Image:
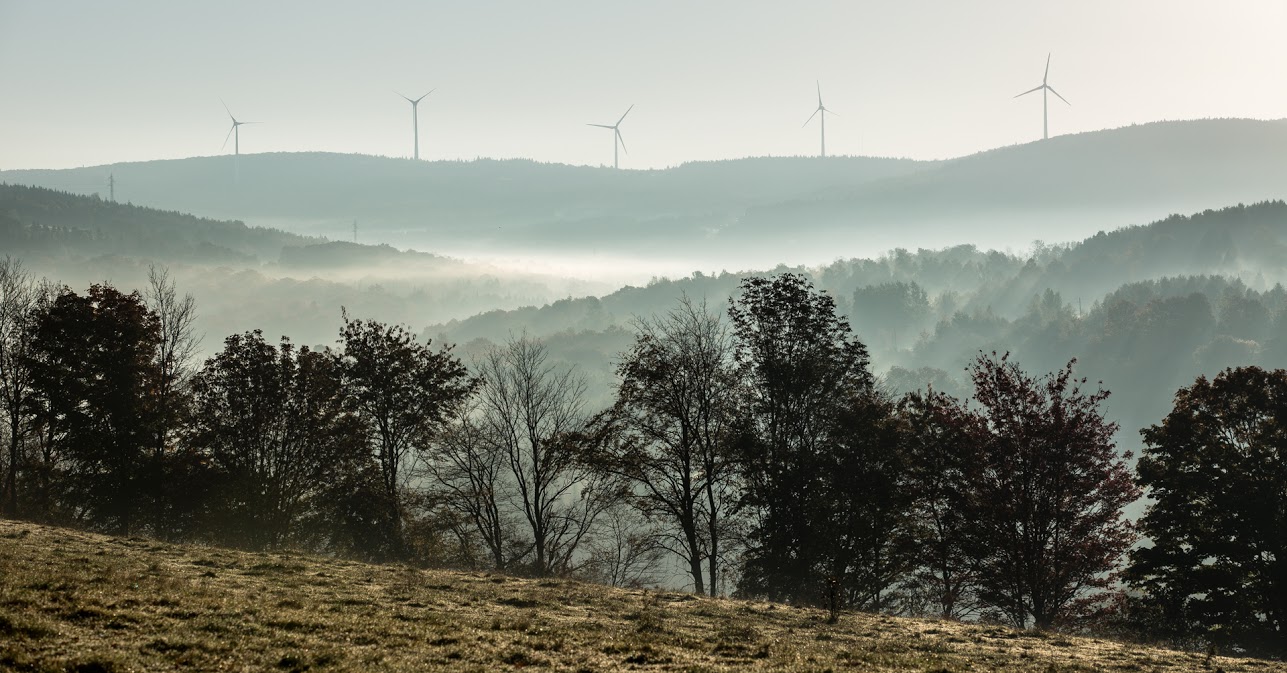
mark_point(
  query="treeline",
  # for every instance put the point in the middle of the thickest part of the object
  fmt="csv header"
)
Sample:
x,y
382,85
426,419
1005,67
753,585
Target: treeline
x,y
756,447
45,221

----------------------------------------

ASSIGNMENT
Each line of the data above should be reproduced without alteration, and no picture should appear in the copy.

WRITTEN SOLUTION
Image:
mark_point(
  query="treeline",
  # for every instance put the point in the middle of the thickest part of the object
  fmt="csv header"
)
Sample:
x,y
382,85
426,419
1005,67
753,585
Target: treeline
x,y
756,447
45,221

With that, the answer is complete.